THE EXERCISE: Each line of the material must be returned exactly.

┌─ RECORDS FOR PROCESSING

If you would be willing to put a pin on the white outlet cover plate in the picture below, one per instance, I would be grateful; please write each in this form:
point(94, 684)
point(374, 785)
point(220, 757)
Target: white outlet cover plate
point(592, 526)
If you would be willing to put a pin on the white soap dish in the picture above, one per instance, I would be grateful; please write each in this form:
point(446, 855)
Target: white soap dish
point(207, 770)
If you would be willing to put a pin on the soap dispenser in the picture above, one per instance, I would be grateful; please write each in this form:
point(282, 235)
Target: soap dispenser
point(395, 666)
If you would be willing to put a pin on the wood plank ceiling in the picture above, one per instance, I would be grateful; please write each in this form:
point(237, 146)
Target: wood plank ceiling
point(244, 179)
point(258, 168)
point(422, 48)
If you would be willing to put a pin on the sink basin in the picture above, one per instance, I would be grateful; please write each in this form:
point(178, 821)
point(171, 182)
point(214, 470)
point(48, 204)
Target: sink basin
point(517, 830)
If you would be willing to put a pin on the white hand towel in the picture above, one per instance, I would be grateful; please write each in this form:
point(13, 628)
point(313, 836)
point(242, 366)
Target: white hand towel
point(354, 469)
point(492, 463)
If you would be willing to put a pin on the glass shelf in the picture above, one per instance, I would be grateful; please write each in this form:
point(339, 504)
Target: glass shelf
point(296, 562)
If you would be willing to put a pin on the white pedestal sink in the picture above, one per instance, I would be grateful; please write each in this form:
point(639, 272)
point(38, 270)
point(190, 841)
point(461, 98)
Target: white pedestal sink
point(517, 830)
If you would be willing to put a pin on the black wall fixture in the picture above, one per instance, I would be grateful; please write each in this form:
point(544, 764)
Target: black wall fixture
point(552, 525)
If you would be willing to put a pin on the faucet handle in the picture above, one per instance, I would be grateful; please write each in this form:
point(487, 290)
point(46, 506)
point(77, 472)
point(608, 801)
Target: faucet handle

└─

RESULT:
If you would be willing to put a pin on the white outlet cover plate in the picture below, one per instance, I would be grateful; please write each in this form:
point(94, 684)
point(374, 785)
point(220, 757)
Target: white outlet cover plate
point(592, 526)
If you would be willing to put a pin on the white soap dish in the picture above, one per instance, I would be grateful; please write each in this form:
point(446, 855)
Target: white soap dish
point(207, 770)
If you would be willing to put a pin on the soap dispenser in the picture above, one per instance, I would be grateful; please write each in this form:
point(282, 235)
Target: soap dispenser
point(395, 666)
If you would be willing to put a pin on the wood plank ceiling in the picture above, one per instance, I would be grateful; please write each in this form:
point(237, 146)
Target: wood plank ceiling
point(244, 179)
point(258, 168)
point(422, 48)
If you would be willing to put a pin on the sink basin in the picture above, one per instance, I would be grateful; please write each in this form:
point(178, 821)
point(171, 182)
point(214, 470)
point(48, 204)
Target: sink basin
point(517, 830)
If you would be willing to put a pin on the white hand towel in the picture above, one per instance, I would be grateful; please write each in this form:
point(13, 628)
point(313, 836)
point(242, 366)
Target: white hand towel
point(354, 469)
point(492, 463)
If you would be willing to put a pin on the glass shelf in the picture above, one per instance, I would be grateful; please write each in this form:
point(339, 504)
Target: glass shelf
point(296, 562)
If you would be willing to put a pin on the white pedestal sink in the picture above, one per instance, I would be grateful; please write each in this form:
point(639, 272)
point(38, 270)
point(190, 841)
point(461, 98)
Target: white pedestal sink
point(517, 830)
If you would be willing to put a pin on the black wall fixture in the picture above, one per instance, I would be grateful; please write each in this form:
point(544, 764)
Target: black wall fixture
point(552, 525)
If you would be willing to put a pin on the faucet handle in the picture above, one per instance, I would be grateful; please write each in this form:
point(487, 290)
point(46, 506)
point(77, 472)
point(608, 801)
Target: faucet handle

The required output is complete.